Directions: Below is a listing to transcribe in full and exactly; keep the pictures out.

>> Begin Data shown

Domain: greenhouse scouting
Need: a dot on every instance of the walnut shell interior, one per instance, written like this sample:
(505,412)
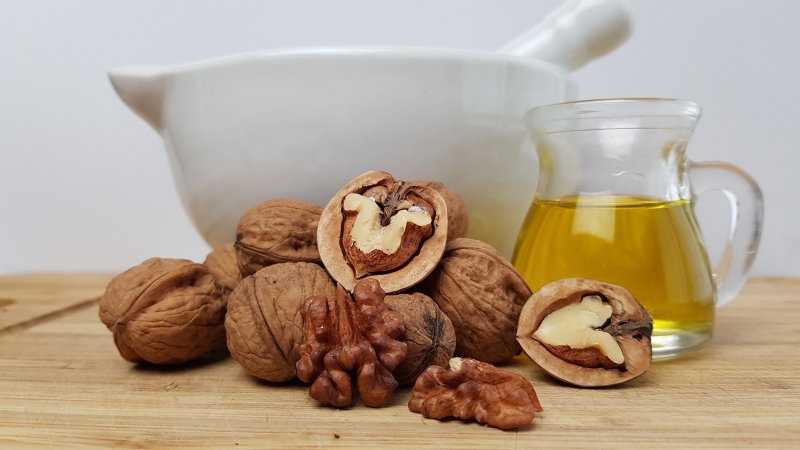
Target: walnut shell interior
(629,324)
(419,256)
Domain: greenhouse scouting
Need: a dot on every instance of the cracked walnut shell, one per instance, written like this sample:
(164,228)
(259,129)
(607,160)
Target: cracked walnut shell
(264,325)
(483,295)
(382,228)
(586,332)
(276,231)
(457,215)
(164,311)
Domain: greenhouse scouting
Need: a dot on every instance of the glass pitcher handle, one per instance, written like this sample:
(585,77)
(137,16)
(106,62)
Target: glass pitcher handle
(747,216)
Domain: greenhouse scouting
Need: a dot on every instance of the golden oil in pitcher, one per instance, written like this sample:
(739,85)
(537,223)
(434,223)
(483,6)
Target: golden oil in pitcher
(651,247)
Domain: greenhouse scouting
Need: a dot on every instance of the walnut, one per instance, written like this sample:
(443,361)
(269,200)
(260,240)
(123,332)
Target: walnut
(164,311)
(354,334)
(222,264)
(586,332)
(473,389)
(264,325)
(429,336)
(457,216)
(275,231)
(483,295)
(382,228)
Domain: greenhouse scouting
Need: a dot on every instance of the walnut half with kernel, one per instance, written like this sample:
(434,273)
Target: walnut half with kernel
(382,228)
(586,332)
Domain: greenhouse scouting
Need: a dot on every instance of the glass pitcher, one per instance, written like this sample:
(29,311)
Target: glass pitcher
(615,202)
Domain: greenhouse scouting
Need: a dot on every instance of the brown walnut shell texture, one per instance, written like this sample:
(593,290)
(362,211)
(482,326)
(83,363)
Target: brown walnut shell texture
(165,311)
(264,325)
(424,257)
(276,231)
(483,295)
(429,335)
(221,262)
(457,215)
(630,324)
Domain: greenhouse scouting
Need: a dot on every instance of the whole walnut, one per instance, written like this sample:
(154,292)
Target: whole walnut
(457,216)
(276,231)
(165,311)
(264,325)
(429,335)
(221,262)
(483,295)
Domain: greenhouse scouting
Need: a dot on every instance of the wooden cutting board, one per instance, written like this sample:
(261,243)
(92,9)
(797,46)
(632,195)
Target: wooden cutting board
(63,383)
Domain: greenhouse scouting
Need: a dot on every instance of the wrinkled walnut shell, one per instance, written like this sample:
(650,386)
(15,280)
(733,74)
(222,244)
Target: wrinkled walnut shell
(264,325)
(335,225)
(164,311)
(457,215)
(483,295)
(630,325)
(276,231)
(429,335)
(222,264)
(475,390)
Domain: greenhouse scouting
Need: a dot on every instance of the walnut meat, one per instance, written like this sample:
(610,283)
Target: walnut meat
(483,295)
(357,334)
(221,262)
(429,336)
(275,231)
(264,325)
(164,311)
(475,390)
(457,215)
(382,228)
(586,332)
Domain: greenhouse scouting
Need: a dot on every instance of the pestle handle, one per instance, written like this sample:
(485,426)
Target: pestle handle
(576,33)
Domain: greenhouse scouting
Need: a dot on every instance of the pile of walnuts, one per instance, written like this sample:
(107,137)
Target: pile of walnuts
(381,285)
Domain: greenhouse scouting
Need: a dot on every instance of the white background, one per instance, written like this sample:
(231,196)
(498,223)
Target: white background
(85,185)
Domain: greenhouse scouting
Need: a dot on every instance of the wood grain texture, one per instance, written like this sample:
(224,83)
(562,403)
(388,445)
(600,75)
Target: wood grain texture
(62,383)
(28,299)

>> End Data shown

Written response:
Domain: greenhouse scouting
Need: a dot on every instance of the walnut shell interior, one per instance, written like this sample:
(505,412)
Target: walnut shell interior
(629,324)
(419,256)
Domain: greenhouse scouting
Need: a dot on every instance of the cracked walnut shell, one per instance, written like this sample:
(164,228)
(259,129)
(607,160)
Target: cracked walnut shell
(264,325)
(483,295)
(382,228)
(586,332)
(276,231)
(457,215)
(164,311)
Domain: greenhouse scouting
Need: a dot on every instance of the glass pitcher handle, one per instance, written like this sample:
(585,77)
(137,16)
(106,62)
Target: glass pitcher handle
(747,216)
Domain: greenhouse scouting
Need: a dot on every instance of the golden oil in pitcher, one per instance, written like this sample:
(739,85)
(537,223)
(434,223)
(483,6)
Target: golden oil in pitcher
(651,247)
Domain: greenhouse scouting
Need: a dot on every instance of the walnut, one per instance, written like this sample:
(443,361)
(269,200)
(260,240)
(123,332)
Target: walnut
(164,311)
(354,334)
(222,264)
(586,332)
(473,389)
(264,325)
(429,336)
(457,216)
(275,231)
(483,295)
(382,228)
Domain: greenhouse scouting
Need: a dot on every instance of the walnut half with kernel, one per instance, written like this sample:
(434,273)
Target: walnut half with kernel
(382,228)
(586,332)
Domain: greenhouse scouting
Need: a dot on every instance of the glass pitcher, one per instance, written like this sample:
(29,311)
Target: glass pitcher
(615,202)
Domain: greenhouse scouting
Need: a dot on every instance of the brown walnut shell texture, one per instance, written like this sample:
(593,290)
(362,211)
(482,326)
(83,363)
Target: brown walnut shell texture
(165,311)
(264,325)
(424,257)
(276,231)
(483,295)
(429,335)
(221,262)
(457,215)
(630,324)
Domain: greenhouse scouting
Need: a dot on every instance of the whole walnut, one per instance, written like this sample:
(154,292)
Target: whole walnut
(457,216)
(276,231)
(165,311)
(264,325)
(429,335)
(221,262)
(483,295)
Domain: greenhouse scouting
Need: a dot on every instance of the wooden cutting board, one per instance, written like this sample:
(261,243)
(92,9)
(797,46)
(632,195)
Target: wooden cutting board
(63,383)
Domain: greenhouse scouting
Need: a dot on every instance of the wrinkled walnut shell, one per instance, written like this sample:
(650,386)
(15,280)
(733,74)
(222,244)
Target: wrinkled walnut shell
(264,325)
(335,225)
(164,311)
(457,215)
(483,295)
(630,325)
(276,231)
(429,335)
(222,264)
(475,390)
Domain: greenhouse scouting
Need: a dot on every instance of the walnut meat, one per instance, written like this sample:
(610,283)
Target: walnut meat
(483,295)
(357,334)
(221,262)
(429,336)
(275,231)
(264,325)
(164,311)
(475,390)
(457,215)
(382,228)
(586,332)
Domain: greenhouse scouting
Need: a dot on every instance of the pestle handle, one per instance, written like this sample:
(485,426)
Target: pestle handle
(576,33)
Domain: greenhouse scouting
Need: a dot on every instance of the pile of walnuts, one per instance, written like this sample:
(107,137)
Target: pile of walnuts
(381,285)
Domain: greenhouse scouting
Need: a dot on every instance of the white background, one per instance, written like this sample:
(231,196)
(498,223)
Target: white background
(85,185)
Domain: greenhouse scouting
Need: a dot on every instance of the wood grain texture, one per instance, written like this sample:
(224,83)
(562,403)
(388,445)
(600,75)
Target: wood grain texture
(62,383)
(28,299)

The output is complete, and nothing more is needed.